**What you should do**
In the excerpt about Lewisham Shopping Centre, which firm did the developer appoint as lead architect in November 2023?
[Selected excerpt]
The largest stores in the centre are Sainsbury's, Marks and Spencer, H&M and Argos.

The Model Market is a street food market at the south end of the site, which opens in the summer months.

== Redevelopment ==
In September 2022, Landsec announced its intention to redevelop the Lewisham Shopping Centre site as part of a long-term regeneration programme for Lewisham town centre. The plans propose new homes, community facilities and public spaces while re-establishing a traditional high street layout across the 17-acre (7 ha) site.

In November 2023, the developer appointed Studio Egret West as lead architect. The initial concept included around 1,700 new homes, new community spaces and event squares, and a green "urban meadow" park through the centre of the site.

In November 2024, Landsec-U+I submitted a hybrid planning application to Lewisham London Borough Council seeking consent for the first phases of the scheme. The masterplan proposes approximately 1,700 new homes, including 445 co-living units and up to 660 student rooms, alongside shops, cafés and workspaces.

Key elements of the proposal include:
- Around eight acres of new public realm and green space, including an elevated “urban meadow” park.
- Three new public squares for community events and markets.
- More than 300 new trees and new walking and cycling routes across the town centre.
- A 500-capacity live-music and performance venue operated on a not-for-profit basis.
- Provision for shops, cafés, and workspaces on the ground floors of new streets and squares.
- Retention and adaptation of parts of the existing centre to maintain trading activity during phased redevelopment.
- Residential buildings ranging from 5 to 35 storeys, including several detailed plots submitted for early delivery.

The developer estimates that the project could contribute around £160 million per year to the local economy once completed. According to media reports, approximately 20 per cent of the new homes are expected to be affordable, including both social and discounted-market rent tenures.

A planning decision by Lewisham Council to approve was agreed in October 2025. Subject to Mayor of London consent, construction is expected to begin in 2026, with phased delivery continuing into the late 2030s.

==Transport==
- Docklands Light Railway - At Lewisham station, which is just a couple of minutes away. The DLR has services to Stratford and the City.
- Southeastern - Train services to destinations including Central London, Dartford, and Kent.
- There are bus stops on both sides of the centre and Lewisham Bus station outside the train station, for services to Croydon, Bromley, Bexleyheath, and Woolwich.
[/Selected excerpt]
[Supplied records]
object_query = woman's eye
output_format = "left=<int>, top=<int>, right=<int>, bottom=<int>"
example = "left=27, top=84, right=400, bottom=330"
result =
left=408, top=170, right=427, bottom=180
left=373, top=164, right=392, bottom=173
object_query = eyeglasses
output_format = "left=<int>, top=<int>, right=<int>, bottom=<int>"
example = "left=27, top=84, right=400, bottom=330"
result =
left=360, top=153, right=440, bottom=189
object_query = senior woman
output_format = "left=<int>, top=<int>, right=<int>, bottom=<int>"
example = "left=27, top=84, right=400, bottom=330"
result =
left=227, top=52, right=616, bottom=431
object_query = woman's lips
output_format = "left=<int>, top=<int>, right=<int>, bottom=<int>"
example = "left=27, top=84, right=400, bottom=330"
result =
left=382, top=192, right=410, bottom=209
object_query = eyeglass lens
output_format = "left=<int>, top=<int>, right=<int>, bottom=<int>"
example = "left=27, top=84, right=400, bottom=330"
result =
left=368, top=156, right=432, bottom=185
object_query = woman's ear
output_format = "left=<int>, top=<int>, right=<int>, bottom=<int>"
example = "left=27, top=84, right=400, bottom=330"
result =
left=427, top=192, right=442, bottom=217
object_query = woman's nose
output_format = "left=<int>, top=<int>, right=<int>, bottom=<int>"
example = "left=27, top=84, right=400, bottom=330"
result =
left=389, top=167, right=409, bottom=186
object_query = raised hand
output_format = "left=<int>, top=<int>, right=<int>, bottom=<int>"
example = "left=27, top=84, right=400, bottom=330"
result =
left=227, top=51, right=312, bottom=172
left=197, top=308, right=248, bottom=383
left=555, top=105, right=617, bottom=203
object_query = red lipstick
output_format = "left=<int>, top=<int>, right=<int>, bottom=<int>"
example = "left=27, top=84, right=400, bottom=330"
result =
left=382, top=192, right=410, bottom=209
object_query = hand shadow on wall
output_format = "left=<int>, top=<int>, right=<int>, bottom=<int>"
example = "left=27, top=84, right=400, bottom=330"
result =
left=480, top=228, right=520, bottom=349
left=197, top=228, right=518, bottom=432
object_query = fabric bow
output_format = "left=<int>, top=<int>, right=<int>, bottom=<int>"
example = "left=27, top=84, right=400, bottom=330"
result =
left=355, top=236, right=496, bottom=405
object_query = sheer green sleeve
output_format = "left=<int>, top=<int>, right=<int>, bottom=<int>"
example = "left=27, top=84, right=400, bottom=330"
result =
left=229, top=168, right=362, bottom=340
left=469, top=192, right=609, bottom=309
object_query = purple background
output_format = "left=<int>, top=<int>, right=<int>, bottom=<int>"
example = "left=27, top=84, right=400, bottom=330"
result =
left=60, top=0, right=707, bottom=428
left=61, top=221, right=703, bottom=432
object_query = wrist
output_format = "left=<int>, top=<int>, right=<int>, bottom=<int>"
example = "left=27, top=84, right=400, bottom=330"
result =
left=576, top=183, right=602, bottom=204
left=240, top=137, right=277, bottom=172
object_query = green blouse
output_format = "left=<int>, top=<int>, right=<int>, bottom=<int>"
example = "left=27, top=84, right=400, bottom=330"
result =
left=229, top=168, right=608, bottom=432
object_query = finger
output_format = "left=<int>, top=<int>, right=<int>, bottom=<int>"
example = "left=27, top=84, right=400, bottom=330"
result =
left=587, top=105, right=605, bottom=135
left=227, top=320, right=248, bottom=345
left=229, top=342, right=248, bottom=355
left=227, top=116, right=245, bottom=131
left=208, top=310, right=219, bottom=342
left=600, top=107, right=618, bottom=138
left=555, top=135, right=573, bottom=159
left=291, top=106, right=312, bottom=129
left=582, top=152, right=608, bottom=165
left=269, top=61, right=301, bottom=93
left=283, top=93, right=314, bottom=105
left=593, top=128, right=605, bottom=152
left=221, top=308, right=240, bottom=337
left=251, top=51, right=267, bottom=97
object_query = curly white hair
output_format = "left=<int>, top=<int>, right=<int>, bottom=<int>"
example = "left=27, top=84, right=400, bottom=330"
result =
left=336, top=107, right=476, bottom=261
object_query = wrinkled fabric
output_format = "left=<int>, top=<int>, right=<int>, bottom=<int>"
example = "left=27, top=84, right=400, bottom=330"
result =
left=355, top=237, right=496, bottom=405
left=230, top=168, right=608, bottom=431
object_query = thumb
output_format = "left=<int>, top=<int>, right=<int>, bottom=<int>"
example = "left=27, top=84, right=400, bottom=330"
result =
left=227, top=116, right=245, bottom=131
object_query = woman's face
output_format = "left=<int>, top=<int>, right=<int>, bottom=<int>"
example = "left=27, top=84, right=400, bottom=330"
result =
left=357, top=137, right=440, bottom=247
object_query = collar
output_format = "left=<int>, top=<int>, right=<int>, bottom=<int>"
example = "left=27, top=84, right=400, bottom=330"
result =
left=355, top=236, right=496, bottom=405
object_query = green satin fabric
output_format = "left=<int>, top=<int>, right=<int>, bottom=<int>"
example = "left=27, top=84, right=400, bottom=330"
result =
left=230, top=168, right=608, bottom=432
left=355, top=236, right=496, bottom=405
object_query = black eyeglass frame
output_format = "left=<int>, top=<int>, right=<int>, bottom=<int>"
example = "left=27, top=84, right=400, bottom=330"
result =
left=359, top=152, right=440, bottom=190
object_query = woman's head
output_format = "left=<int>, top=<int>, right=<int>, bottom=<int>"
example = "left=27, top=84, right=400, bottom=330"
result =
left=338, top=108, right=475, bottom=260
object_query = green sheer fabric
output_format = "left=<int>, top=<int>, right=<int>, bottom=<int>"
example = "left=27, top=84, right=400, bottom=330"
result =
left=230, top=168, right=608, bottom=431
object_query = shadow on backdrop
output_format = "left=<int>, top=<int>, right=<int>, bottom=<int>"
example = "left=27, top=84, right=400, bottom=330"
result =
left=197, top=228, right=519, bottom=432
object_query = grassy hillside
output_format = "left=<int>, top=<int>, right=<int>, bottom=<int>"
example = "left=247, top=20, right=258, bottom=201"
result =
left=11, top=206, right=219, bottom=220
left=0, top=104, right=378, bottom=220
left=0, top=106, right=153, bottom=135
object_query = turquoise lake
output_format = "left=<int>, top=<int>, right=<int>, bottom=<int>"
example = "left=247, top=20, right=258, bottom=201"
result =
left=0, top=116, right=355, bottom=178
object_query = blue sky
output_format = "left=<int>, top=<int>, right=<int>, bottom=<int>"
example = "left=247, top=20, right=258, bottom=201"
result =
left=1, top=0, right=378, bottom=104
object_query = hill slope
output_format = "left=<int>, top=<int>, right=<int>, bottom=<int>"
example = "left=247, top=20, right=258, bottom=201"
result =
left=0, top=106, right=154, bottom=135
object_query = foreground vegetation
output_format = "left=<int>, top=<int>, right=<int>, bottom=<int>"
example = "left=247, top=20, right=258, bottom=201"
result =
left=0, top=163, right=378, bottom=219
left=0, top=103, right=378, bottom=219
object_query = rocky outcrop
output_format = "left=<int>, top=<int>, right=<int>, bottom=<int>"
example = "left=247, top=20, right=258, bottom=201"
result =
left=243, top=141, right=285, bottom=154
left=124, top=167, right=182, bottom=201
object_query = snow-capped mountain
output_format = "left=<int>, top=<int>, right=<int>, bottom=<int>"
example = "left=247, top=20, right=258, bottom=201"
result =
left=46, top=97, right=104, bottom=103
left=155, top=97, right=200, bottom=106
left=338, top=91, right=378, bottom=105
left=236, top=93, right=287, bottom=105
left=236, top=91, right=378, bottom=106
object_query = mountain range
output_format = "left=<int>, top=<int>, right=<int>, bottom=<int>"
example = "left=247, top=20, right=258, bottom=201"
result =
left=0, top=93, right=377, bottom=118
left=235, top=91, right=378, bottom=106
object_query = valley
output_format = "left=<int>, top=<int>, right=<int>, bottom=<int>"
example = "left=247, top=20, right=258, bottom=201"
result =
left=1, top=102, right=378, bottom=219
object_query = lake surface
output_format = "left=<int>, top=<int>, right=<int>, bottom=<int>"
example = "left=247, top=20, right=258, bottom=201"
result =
[/Supplied records]
**Your response**
Studio Egret West